Dataset excerpts
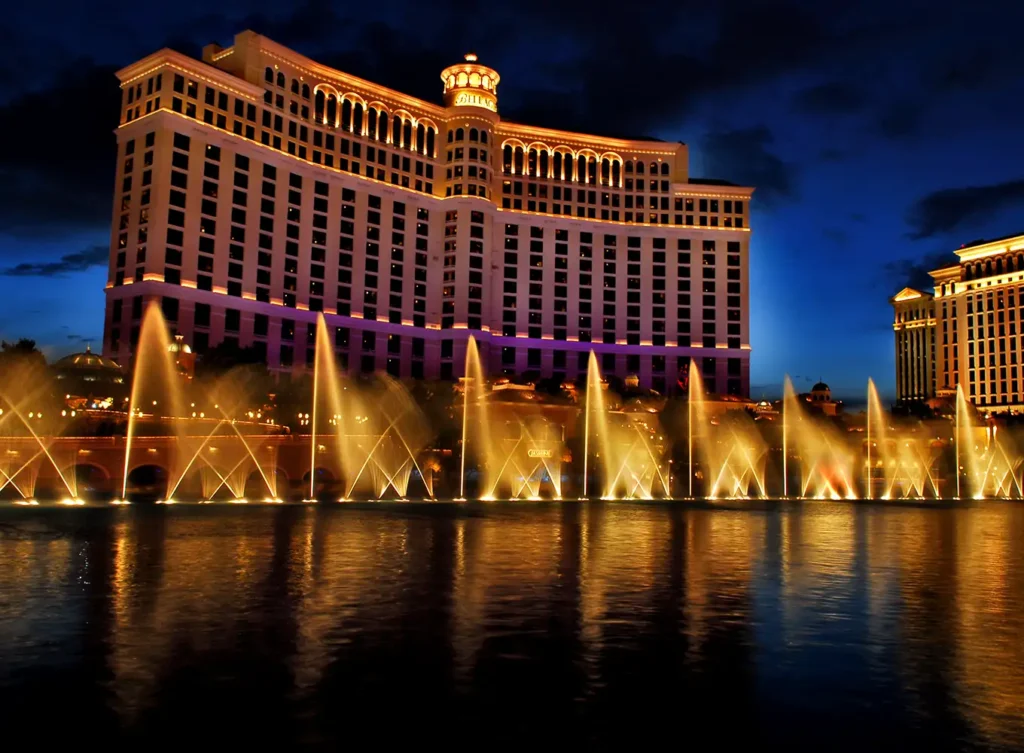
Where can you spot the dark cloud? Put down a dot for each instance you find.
(901, 119)
(56, 155)
(914, 273)
(832, 97)
(952, 209)
(743, 157)
(836, 235)
(77, 261)
(832, 154)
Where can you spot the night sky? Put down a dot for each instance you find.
(881, 135)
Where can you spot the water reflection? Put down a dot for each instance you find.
(814, 624)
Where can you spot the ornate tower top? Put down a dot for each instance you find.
(470, 84)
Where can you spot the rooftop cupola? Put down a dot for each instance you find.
(469, 84)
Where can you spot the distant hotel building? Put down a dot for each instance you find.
(967, 330)
(258, 187)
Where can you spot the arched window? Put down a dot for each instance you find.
(346, 115)
(320, 106)
(332, 111)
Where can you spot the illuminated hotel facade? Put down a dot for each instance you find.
(257, 189)
(967, 330)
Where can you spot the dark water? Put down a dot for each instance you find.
(611, 626)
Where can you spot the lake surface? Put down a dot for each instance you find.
(814, 626)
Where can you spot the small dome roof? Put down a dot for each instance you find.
(86, 361)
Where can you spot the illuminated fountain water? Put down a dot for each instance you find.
(377, 429)
(517, 451)
(826, 461)
(156, 393)
(368, 438)
(986, 458)
(897, 465)
(27, 437)
(631, 451)
(732, 452)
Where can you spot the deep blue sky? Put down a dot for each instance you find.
(881, 135)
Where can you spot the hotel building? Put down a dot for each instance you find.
(256, 189)
(966, 331)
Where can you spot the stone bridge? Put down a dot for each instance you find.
(242, 466)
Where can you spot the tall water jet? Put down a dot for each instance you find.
(906, 461)
(156, 393)
(631, 445)
(732, 451)
(380, 434)
(987, 455)
(826, 461)
(475, 415)
(326, 408)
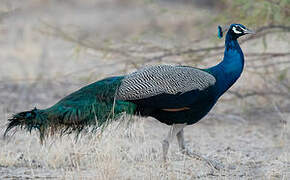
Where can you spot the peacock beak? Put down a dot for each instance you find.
(248, 31)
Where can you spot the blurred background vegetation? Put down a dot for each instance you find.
(50, 48)
(78, 42)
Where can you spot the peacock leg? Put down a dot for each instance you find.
(184, 150)
(175, 128)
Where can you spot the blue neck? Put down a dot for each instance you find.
(230, 69)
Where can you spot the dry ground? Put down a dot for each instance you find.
(250, 137)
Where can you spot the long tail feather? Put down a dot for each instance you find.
(90, 106)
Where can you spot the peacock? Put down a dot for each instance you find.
(175, 95)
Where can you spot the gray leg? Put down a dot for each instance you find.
(180, 139)
(175, 128)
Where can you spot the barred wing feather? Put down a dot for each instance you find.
(163, 79)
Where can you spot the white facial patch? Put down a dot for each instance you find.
(236, 31)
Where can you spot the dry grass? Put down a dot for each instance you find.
(249, 136)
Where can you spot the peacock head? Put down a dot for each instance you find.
(235, 30)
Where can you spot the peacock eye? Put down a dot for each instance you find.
(237, 30)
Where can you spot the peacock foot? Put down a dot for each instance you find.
(213, 164)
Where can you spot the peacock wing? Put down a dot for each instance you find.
(165, 86)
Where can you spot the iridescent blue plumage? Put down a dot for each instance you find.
(174, 95)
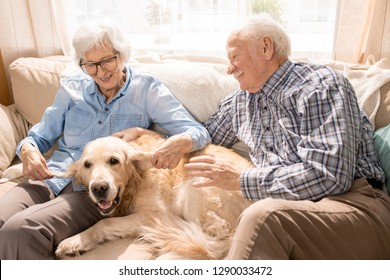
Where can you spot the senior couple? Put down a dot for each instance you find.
(317, 182)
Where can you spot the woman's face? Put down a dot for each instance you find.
(108, 81)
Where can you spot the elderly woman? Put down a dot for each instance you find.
(108, 98)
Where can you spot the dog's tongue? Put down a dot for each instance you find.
(104, 204)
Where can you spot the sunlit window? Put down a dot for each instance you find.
(202, 26)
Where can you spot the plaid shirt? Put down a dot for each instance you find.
(305, 132)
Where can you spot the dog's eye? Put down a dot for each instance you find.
(114, 161)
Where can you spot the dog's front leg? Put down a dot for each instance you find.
(104, 230)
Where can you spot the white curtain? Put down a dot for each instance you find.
(363, 30)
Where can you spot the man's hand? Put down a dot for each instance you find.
(216, 172)
(170, 153)
(34, 164)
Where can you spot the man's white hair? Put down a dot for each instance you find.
(261, 25)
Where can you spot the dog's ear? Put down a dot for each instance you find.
(141, 159)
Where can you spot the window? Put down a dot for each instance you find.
(202, 26)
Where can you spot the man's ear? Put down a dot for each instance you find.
(267, 47)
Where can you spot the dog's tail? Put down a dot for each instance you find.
(175, 238)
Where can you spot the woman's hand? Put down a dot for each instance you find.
(34, 164)
(216, 172)
(133, 133)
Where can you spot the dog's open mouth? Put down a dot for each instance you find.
(106, 206)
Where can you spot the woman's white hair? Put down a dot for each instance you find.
(98, 33)
(261, 25)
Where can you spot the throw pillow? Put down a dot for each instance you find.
(382, 147)
(13, 128)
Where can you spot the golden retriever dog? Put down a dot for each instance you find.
(156, 206)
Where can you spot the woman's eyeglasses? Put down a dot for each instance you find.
(107, 64)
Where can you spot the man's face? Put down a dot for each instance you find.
(245, 64)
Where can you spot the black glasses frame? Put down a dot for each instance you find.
(98, 63)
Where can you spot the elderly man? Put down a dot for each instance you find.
(317, 182)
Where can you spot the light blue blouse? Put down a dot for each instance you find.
(79, 114)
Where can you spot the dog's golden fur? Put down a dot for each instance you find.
(157, 206)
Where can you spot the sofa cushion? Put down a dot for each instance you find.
(382, 147)
(35, 82)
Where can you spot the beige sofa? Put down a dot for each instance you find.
(198, 82)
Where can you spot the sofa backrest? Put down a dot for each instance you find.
(198, 83)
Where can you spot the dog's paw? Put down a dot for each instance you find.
(72, 246)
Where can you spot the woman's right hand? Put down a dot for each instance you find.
(34, 164)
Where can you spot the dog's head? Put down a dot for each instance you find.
(109, 169)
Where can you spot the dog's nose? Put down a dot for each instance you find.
(99, 189)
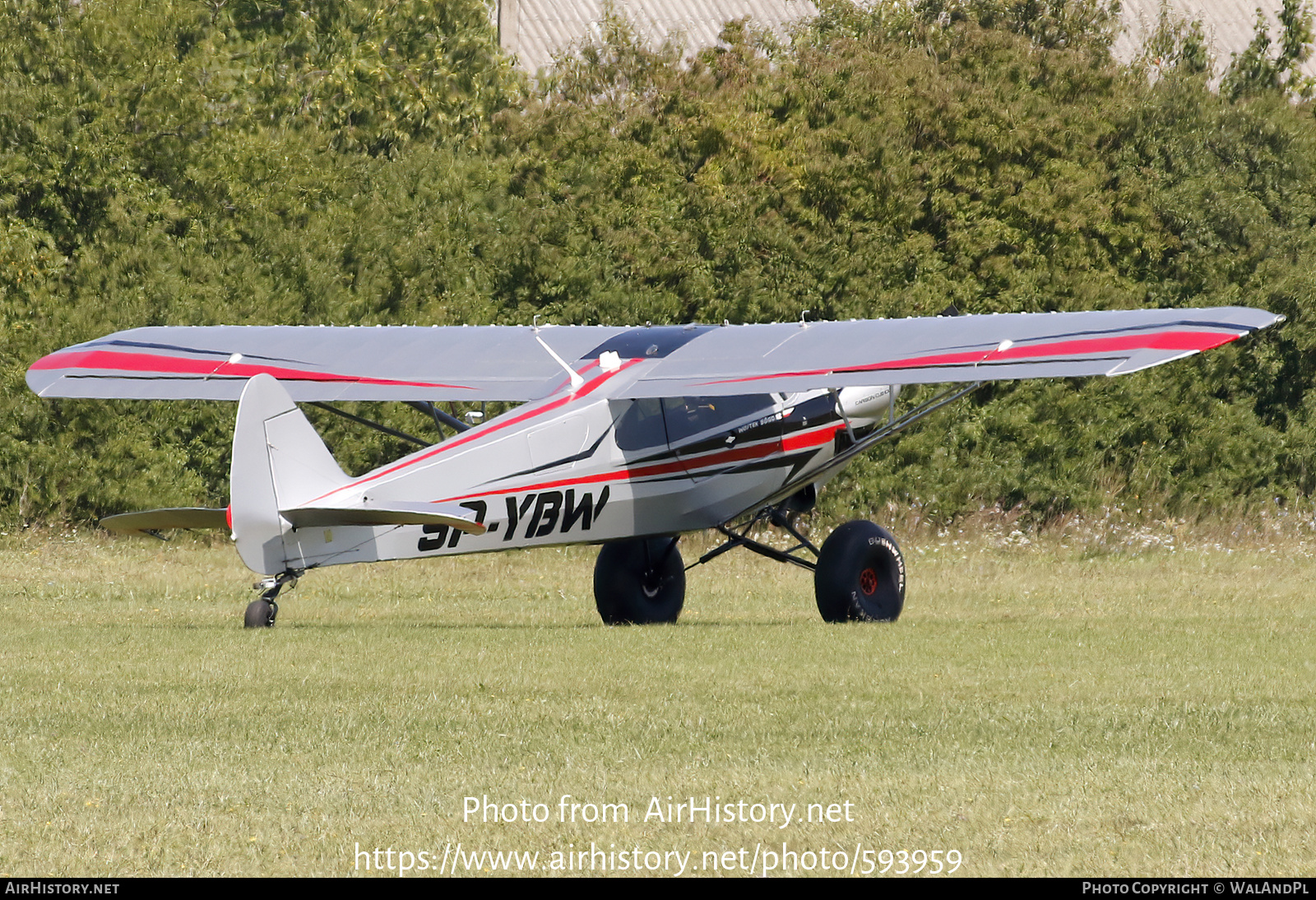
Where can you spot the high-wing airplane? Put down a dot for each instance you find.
(625, 437)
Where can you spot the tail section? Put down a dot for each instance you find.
(278, 462)
(282, 469)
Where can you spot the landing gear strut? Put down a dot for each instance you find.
(262, 612)
(860, 571)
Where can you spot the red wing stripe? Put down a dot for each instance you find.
(151, 362)
(1171, 341)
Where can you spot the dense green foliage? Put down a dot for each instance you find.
(188, 162)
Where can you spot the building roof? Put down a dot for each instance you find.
(533, 30)
(1228, 26)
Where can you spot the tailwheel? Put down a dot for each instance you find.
(640, 582)
(261, 614)
(860, 575)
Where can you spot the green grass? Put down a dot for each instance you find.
(1046, 708)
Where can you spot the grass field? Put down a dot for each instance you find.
(1059, 706)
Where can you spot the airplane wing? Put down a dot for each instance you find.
(793, 357)
(396, 362)
(517, 362)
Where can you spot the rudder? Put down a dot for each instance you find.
(278, 462)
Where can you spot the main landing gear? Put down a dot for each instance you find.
(262, 612)
(640, 582)
(859, 577)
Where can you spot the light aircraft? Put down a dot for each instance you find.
(625, 437)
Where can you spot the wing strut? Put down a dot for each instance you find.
(778, 509)
(368, 423)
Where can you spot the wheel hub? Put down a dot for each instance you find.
(868, 582)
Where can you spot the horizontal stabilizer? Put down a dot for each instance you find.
(396, 513)
(160, 520)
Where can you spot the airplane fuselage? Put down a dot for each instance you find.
(577, 467)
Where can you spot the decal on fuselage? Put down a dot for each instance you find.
(543, 512)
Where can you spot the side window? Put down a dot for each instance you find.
(642, 425)
(688, 416)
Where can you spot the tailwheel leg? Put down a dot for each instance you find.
(262, 612)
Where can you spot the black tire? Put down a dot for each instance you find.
(260, 615)
(640, 582)
(860, 575)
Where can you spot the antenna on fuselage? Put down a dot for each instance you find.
(577, 381)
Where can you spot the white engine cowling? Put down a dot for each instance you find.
(865, 406)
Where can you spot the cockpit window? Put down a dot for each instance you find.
(642, 425)
(690, 416)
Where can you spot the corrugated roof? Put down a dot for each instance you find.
(536, 29)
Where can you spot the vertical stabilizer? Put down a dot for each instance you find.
(278, 462)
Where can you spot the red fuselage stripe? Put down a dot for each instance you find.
(690, 463)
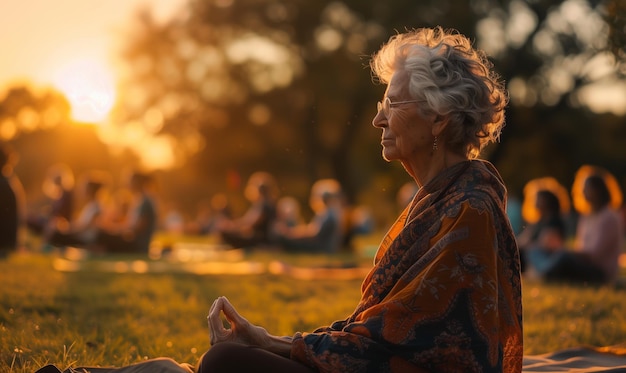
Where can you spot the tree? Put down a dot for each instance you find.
(283, 85)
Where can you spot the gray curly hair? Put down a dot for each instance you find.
(453, 78)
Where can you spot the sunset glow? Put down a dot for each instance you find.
(89, 87)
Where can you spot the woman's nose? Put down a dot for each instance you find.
(379, 120)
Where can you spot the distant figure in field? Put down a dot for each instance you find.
(288, 212)
(254, 227)
(599, 233)
(545, 203)
(59, 188)
(323, 234)
(134, 232)
(11, 203)
(83, 230)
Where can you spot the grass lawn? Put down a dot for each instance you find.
(103, 318)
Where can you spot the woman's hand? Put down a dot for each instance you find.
(241, 330)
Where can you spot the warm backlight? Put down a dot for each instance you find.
(88, 86)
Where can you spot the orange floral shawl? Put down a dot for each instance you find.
(444, 294)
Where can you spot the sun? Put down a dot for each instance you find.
(89, 87)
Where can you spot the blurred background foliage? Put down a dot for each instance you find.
(230, 87)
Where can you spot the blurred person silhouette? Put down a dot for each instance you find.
(82, 230)
(58, 187)
(546, 202)
(445, 291)
(599, 233)
(254, 228)
(288, 212)
(405, 194)
(12, 203)
(132, 233)
(323, 234)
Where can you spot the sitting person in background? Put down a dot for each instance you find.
(58, 186)
(255, 226)
(545, 202)
(83, 230)
(599, 234)
(288, 212)
(133, 233)
(11, 203)
(323, 234)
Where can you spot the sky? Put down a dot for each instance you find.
(41, 38)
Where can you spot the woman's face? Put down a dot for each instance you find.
(406, 134)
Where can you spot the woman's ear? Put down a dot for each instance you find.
(439, 125)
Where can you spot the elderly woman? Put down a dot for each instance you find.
(444, 292)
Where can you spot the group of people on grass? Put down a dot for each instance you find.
(548, 247)
(444, 292)
(276, 222)
(83, 215)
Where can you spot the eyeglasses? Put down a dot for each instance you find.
(386, 105)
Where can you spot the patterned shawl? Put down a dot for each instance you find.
(444, 294)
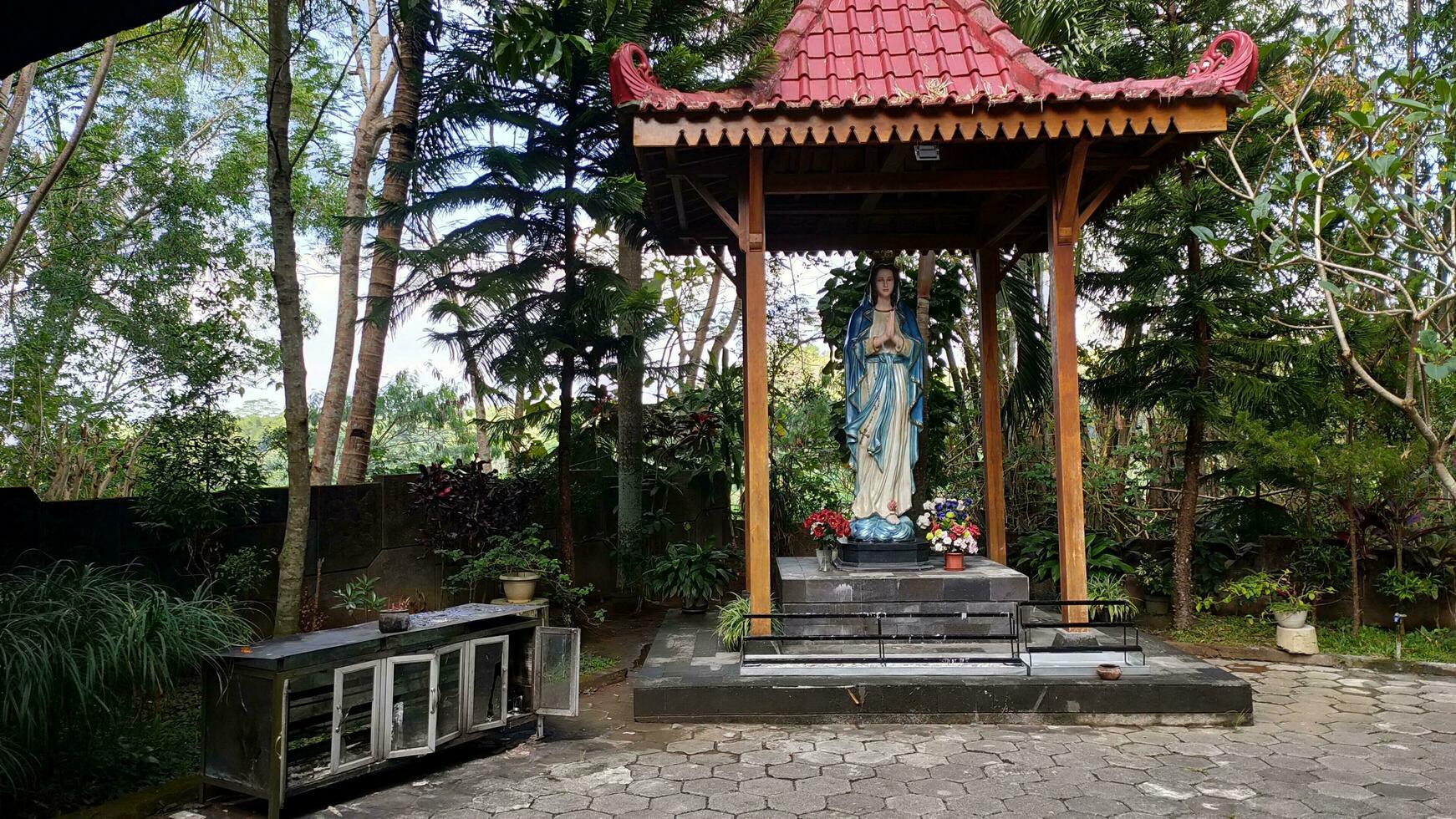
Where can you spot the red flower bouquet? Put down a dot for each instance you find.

Activity
Only the lines from the one containing "Where can you spot the sky?" through the end of the data above are to be output, exactly and without pictures.

Written reply
Where can you spot the sky? Put down a dot for each instance you find.
(41, 38)
Where can you spot the woman's face? Put down a dot for each instance you find.
(406, 134)
Where can you spot the woman's ear? Put down a dot for each instance you find.
(439, 125)
Where can you spot the elderly woman? Put down a dot for each instance you find.
(444, 292)
Where can you spot the group of people on grass? Put down a dot for each instance you find.
(548, 247)
(444, 292)
(276, 222)
(83, 215)
Where can you spot the eyeglasses? Put down a dot for each instance you find.
(386, 105)
Where can you spot the patterned shawl? Put down a dot for each instance you find.
(444, 294)
Where can you spot the red flower bouquet? Put down a dot for each instance you find.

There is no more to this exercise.